(INFORMATION Opens)

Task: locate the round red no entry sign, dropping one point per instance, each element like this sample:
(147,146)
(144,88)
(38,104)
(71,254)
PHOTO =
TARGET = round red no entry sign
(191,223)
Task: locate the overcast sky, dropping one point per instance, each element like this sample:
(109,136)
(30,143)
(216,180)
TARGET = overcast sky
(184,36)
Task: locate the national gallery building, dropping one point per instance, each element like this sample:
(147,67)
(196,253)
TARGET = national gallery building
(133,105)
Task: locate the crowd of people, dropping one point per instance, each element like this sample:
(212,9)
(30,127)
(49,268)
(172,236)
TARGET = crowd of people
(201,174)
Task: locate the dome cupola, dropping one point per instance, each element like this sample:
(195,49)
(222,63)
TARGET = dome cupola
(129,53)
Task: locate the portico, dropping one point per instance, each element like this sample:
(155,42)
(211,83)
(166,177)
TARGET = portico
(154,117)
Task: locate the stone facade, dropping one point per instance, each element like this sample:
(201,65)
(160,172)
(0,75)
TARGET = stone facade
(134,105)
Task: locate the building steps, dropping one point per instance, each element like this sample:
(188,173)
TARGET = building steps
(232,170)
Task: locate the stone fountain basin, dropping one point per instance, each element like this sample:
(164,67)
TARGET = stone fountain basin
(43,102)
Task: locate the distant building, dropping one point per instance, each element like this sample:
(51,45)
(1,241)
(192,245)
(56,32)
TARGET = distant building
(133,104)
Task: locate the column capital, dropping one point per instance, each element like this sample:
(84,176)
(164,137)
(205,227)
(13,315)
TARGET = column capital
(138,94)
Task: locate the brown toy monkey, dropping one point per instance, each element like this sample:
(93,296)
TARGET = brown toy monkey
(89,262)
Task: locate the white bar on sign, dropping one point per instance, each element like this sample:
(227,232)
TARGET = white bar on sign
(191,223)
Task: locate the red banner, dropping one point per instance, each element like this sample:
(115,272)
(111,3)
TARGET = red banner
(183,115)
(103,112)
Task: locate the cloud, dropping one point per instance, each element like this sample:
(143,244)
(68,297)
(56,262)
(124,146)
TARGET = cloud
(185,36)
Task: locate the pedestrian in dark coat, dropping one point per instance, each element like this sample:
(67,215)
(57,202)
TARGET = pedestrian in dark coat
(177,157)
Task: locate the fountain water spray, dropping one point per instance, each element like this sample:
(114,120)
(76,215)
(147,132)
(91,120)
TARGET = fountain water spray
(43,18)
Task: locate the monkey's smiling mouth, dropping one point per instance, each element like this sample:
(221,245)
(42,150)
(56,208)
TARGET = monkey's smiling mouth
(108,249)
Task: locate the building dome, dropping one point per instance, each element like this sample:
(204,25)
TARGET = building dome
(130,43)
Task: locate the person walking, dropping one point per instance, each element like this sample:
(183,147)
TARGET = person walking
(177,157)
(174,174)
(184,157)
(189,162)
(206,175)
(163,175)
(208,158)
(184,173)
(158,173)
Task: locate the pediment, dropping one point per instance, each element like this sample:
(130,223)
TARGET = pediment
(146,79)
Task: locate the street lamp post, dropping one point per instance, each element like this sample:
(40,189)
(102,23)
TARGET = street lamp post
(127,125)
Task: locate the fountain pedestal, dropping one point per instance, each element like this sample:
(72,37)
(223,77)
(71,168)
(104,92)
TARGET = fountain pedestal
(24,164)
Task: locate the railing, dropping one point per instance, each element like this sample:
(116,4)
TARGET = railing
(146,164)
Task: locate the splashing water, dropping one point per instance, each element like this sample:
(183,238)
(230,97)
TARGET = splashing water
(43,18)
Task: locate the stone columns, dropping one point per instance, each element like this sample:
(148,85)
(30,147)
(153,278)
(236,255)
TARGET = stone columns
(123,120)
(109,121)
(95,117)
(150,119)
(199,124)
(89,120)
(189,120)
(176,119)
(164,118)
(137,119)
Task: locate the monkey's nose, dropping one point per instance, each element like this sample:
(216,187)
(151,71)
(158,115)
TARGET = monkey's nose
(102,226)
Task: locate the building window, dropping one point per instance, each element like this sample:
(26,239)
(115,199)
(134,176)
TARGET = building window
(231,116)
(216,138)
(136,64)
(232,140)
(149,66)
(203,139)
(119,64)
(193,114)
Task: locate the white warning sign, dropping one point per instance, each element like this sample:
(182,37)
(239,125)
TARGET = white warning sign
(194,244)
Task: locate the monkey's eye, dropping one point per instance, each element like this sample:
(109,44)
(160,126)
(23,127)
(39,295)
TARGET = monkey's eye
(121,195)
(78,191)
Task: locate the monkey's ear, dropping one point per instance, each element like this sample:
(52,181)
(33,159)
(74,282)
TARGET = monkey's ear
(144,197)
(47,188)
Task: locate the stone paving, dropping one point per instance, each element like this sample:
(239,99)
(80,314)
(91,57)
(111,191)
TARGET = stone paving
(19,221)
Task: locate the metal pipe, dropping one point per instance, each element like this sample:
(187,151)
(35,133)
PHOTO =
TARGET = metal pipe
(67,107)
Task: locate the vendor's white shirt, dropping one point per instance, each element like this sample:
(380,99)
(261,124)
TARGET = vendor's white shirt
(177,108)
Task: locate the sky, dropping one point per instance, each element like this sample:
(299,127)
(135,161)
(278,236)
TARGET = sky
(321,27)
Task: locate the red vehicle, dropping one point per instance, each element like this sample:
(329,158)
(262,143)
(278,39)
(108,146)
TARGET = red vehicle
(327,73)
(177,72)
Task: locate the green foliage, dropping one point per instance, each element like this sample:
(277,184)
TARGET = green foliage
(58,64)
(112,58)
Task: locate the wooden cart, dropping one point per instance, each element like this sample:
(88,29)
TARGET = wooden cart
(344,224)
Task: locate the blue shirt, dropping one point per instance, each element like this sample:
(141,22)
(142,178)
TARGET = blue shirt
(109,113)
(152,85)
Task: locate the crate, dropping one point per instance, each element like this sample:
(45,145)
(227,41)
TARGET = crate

(INFORMATION Closes)

The lines from the one holding "Task: locate the wooden" to the last line of the entries, both included: retype them exactly and give nothing else.

Task: locate the wooden cart, dropping one point per instance, each element like this sample:
(88,29)
TARGET = wooden cart
(344,224)
Task: locate the blue shirt, dropping one point per instance, each element like this sample:
(141,22)
(142,178)
TARGET = blue shirt
(109,113)
(152,85)
Task: locate the crate, dropping one point per instance, each element like this sample:
(45,145)
(227,41)
TARGET = crate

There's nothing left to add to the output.